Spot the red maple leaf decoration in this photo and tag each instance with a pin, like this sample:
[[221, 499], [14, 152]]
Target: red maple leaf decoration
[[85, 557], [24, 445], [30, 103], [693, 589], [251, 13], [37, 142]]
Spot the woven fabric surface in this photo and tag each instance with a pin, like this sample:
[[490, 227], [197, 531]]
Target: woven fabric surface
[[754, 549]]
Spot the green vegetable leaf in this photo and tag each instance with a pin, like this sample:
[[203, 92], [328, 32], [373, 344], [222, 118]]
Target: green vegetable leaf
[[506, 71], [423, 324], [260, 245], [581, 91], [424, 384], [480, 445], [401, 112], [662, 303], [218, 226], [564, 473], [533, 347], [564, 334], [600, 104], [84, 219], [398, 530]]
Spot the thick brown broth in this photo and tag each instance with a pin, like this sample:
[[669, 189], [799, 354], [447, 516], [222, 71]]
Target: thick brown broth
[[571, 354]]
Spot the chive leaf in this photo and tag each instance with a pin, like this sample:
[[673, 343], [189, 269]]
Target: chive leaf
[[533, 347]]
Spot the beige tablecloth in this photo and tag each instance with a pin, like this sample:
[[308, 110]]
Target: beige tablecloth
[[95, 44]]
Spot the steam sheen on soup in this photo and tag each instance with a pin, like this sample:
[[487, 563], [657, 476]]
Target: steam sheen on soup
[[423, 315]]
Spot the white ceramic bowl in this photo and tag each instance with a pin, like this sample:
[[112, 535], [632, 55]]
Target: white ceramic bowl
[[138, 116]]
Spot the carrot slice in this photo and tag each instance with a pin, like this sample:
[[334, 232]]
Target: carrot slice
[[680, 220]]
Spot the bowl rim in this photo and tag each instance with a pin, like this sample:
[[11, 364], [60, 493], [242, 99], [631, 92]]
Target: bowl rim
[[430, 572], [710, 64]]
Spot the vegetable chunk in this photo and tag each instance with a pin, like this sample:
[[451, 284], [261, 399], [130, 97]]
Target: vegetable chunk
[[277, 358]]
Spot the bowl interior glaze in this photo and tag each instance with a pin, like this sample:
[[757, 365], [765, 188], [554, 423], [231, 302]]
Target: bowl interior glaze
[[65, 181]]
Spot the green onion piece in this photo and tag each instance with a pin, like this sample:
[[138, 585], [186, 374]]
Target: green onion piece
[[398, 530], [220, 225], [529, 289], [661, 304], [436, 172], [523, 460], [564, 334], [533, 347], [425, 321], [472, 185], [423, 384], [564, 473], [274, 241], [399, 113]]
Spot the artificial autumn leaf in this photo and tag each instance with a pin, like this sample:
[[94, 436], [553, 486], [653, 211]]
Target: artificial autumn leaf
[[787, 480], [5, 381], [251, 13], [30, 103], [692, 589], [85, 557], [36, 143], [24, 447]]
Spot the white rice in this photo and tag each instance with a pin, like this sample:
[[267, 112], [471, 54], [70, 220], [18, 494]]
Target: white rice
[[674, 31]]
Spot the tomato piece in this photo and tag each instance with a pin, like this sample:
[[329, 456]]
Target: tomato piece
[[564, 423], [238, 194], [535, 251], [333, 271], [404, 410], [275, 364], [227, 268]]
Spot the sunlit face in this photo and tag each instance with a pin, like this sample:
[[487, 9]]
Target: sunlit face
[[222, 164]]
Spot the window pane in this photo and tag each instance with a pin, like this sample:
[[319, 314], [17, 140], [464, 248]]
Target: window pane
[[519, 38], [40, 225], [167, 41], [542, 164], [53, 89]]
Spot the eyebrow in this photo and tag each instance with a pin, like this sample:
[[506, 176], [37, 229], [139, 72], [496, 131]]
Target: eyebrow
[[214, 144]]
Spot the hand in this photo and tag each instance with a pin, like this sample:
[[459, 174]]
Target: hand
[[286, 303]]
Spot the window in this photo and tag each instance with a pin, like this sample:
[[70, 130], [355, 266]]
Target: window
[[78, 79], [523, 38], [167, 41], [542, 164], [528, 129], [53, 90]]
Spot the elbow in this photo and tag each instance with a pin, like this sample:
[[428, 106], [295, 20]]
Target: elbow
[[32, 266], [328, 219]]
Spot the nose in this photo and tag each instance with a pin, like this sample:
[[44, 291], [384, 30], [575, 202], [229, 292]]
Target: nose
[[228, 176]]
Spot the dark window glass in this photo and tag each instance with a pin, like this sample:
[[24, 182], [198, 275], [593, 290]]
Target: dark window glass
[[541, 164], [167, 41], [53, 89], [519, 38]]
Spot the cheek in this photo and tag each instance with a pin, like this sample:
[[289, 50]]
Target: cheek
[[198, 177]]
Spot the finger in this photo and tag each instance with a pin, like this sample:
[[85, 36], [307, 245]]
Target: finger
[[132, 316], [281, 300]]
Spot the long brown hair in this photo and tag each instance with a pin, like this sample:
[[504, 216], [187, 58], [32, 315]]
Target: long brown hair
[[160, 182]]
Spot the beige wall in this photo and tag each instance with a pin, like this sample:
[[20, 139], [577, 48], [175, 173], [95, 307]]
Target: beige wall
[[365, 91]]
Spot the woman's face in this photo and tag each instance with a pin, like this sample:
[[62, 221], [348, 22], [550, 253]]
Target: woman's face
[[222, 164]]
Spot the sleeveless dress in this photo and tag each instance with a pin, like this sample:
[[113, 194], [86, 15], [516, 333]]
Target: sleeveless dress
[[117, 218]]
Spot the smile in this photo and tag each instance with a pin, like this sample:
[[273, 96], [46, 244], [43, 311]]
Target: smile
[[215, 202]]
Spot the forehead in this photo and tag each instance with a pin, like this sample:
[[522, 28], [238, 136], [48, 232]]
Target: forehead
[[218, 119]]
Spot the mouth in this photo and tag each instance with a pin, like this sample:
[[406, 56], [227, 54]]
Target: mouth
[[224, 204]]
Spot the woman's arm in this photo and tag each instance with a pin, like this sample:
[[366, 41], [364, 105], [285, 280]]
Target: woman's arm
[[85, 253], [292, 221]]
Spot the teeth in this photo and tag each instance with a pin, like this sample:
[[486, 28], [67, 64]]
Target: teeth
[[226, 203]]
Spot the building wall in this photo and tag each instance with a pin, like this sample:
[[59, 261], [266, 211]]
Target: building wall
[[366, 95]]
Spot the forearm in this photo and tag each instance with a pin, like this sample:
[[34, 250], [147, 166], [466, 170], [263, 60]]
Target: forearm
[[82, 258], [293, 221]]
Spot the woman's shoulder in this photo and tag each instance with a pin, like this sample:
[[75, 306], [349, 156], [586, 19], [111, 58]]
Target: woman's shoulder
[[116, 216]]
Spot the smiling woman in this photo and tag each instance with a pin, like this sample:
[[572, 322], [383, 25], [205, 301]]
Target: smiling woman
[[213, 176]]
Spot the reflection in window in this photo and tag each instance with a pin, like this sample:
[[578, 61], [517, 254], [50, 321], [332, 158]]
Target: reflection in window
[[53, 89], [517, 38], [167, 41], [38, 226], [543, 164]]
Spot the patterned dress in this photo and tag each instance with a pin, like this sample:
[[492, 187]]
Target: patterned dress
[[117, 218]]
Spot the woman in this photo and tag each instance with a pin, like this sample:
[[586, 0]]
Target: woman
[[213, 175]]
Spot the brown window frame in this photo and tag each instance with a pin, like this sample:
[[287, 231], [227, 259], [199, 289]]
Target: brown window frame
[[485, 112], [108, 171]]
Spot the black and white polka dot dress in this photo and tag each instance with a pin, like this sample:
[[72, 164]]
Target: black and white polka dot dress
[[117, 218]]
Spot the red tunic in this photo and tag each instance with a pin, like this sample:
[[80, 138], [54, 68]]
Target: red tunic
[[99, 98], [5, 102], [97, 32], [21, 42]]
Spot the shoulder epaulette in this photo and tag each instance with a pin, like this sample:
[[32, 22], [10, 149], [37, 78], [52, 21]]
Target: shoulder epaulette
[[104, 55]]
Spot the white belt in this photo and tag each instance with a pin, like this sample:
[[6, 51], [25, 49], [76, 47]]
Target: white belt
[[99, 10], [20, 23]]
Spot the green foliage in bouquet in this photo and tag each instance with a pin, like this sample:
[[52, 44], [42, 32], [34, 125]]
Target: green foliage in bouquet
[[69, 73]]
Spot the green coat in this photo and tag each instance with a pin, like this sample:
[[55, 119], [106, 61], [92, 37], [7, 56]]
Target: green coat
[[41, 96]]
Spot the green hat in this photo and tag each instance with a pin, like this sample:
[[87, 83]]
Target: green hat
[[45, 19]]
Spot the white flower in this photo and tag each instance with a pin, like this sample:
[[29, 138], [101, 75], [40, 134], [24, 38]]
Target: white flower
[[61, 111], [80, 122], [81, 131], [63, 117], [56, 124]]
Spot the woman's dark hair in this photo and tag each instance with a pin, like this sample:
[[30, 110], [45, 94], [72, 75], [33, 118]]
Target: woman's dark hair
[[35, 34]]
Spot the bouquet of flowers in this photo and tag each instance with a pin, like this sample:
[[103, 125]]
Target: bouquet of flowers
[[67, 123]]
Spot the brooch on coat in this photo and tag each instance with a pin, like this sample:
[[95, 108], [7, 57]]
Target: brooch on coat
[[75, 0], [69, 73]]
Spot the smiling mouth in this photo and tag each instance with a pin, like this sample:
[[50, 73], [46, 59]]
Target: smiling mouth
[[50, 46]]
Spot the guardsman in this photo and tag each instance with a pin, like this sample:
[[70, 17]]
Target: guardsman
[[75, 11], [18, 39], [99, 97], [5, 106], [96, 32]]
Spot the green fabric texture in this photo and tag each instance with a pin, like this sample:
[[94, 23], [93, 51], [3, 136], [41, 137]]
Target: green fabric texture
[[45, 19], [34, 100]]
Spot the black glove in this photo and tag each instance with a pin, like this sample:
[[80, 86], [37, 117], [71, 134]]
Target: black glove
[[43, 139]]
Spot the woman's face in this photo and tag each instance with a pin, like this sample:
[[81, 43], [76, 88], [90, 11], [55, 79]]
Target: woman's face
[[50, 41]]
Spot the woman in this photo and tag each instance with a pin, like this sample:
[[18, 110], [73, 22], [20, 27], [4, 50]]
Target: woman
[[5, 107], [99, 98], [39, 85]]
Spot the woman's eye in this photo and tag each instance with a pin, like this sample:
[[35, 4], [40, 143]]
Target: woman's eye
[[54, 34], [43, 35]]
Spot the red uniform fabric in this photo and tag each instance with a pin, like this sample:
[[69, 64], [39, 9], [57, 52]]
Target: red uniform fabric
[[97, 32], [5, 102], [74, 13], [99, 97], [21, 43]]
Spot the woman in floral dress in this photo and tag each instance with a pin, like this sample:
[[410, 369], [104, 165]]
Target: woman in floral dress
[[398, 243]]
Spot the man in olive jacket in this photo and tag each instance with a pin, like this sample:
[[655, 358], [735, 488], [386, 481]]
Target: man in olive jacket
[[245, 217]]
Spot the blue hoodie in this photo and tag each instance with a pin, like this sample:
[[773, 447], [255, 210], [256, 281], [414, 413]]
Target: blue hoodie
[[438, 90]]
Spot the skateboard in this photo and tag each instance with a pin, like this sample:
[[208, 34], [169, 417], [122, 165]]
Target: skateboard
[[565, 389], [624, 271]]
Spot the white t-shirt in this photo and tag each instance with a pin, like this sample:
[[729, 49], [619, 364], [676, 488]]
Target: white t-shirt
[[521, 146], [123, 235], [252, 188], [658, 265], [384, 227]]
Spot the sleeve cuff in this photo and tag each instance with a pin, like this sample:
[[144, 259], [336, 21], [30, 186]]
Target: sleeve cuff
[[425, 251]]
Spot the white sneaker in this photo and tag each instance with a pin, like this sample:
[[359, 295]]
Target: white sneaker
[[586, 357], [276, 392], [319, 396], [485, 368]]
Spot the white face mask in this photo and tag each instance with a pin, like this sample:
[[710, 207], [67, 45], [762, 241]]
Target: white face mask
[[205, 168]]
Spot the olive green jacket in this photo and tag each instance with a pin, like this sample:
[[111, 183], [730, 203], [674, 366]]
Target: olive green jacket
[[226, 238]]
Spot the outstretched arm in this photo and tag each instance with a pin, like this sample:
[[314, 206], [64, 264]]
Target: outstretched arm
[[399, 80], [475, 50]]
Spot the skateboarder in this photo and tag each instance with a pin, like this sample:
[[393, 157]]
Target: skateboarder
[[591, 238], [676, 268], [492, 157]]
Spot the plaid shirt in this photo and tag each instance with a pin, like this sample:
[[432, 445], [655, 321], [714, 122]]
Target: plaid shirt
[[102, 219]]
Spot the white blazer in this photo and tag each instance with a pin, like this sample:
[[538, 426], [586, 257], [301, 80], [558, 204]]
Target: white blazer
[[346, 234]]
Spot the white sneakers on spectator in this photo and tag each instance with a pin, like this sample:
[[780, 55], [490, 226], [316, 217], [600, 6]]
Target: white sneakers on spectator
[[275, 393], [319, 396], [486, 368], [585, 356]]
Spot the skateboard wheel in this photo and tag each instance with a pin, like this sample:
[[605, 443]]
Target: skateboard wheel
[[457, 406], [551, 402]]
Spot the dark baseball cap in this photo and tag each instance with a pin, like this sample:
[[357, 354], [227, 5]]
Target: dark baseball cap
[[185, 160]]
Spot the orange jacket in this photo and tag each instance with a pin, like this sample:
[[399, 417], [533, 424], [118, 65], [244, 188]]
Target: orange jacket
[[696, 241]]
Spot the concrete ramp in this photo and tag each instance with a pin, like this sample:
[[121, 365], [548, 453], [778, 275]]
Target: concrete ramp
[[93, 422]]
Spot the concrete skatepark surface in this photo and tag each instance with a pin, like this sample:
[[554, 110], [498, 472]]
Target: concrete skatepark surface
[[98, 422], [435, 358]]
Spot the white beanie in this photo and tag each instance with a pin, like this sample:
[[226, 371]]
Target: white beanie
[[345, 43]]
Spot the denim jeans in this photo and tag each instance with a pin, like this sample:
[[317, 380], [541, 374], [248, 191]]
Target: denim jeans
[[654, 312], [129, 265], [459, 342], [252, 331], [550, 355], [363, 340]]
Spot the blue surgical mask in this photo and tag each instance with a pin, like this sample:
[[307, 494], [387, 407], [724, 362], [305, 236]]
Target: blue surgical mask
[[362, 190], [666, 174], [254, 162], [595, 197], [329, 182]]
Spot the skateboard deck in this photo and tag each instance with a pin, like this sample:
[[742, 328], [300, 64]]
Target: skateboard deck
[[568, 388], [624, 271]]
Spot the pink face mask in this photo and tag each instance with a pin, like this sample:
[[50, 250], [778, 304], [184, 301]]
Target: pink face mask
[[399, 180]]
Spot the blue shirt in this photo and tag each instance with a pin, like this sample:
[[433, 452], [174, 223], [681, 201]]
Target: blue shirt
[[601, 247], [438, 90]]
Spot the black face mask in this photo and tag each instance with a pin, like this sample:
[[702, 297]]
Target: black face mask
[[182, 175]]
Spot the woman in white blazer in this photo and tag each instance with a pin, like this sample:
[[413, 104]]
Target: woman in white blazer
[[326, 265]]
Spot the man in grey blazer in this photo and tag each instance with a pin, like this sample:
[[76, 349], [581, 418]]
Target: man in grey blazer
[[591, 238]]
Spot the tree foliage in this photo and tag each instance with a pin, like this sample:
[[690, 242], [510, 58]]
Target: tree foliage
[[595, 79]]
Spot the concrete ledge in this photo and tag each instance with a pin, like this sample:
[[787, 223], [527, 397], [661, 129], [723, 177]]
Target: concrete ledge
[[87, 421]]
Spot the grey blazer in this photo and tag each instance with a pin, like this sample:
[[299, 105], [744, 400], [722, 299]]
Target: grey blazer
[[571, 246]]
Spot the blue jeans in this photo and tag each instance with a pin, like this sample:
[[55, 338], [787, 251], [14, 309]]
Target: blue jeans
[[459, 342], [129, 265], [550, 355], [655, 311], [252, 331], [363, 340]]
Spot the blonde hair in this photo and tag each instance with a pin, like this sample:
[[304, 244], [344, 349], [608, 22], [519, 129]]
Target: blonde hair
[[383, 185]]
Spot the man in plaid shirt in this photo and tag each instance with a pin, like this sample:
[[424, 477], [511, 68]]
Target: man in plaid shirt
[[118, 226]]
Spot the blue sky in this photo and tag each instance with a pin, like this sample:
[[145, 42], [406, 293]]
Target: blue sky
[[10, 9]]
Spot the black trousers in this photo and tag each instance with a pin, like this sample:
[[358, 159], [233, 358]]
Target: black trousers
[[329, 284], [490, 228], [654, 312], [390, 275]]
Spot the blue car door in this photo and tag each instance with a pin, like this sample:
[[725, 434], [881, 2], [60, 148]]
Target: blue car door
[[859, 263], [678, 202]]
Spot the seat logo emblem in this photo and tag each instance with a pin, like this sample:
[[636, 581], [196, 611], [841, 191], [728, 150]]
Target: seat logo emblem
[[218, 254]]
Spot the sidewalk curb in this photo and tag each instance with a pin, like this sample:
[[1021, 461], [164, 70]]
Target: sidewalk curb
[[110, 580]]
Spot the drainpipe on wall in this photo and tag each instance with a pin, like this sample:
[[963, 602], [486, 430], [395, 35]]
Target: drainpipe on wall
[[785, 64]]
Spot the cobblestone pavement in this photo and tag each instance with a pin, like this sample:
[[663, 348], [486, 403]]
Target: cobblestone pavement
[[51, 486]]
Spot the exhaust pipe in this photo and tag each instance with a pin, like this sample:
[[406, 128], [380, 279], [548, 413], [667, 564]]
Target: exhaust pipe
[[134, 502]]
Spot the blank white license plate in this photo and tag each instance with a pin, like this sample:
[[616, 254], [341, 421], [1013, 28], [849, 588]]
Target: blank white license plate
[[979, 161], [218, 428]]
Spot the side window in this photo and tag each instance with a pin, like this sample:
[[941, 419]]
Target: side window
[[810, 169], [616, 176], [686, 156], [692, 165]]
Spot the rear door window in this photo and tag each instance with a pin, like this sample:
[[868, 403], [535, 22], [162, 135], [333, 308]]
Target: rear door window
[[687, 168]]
☆ ☆ ☆ ☆ ☆ ☆ ☆
Reproduce verbatim the lines of the items between the line containing "Spot the building" and the line containing "[[99, 10], [20, 23]]", inclusive.

Spot the building wall in this photo and tag each instance with a pin, like this sample:
[[59, 261], [266, 211]]
Target: building wall
[[366, 95]]
Spot the forearm in this photo and tag each instance with a pin, like this sample:
[[34, 250], [147, 166], [466, 170], [263, 60]]
Target: forearm
[[82, 258], [293, 221]]
Spot the woman's shoulder in this photo and tag each instance with a pin, like this sample:
[[75, 306], [349, 156], [586, 19], [111, 58]]
Target: woman's shoulder
[[116, 216]]
Spot the smiling woman in this photo and tag each instance with a pin, like this sample:
[[572, 322], [383, 25], [205, 301]]
Target: smiling woman
[[213, 176]]
Spot the reflection in window in this photo and tag each instance with a pin, like this sample:
[[578, 61], [517, 254], [50, 321], [332, 158]]
Target: reflection in window
[[53, 89], [517, 38], [167, 41], [38, 226], [543, 164]]
Spot the patterned dress in this photo and tag each instance with a pin, like this sample:
[[492, 187]]
Target: patterned dress
[[117, 218]]
Spot the woman in this photo and tag each instance with a pin, like this sample:
[[586, 0]]
Target: woman
[[213, 175]]
Spot the brown window frame in this photo and tag each instance with a pin, like this sample:
[[287, 231], [227, 259], [199, 289]]
Target: brown window frame
[[485, 112], [108, 171]]
Spot the black and white polka dot dress in this photo and tag each instance with a pin, like this sample:
[[72, 164]]
Target: black and white polka dot dress
[[117, 218]]
Spot the red tunic in this photo and tag each instance with a pin, like this sample:
[[80, 138], [54, 68]]
Target: red tunic
[[99, 98], [5, 102], [97, 32], [21, 42]]
Spot the shoulder epaulette in this photo and tag each instance with a pin, like this sample:
[[32, 22], [10, 149], [37, 78], [52, 21]]
Target: shoulder epaulette
[[104, 55]]
Spot the white belt in this photo and tag each instance with a pin, like this sample:
[[6, 51], [25, 49], [76, 47]]
Target: white belt
[[99, 10], [20, 23]]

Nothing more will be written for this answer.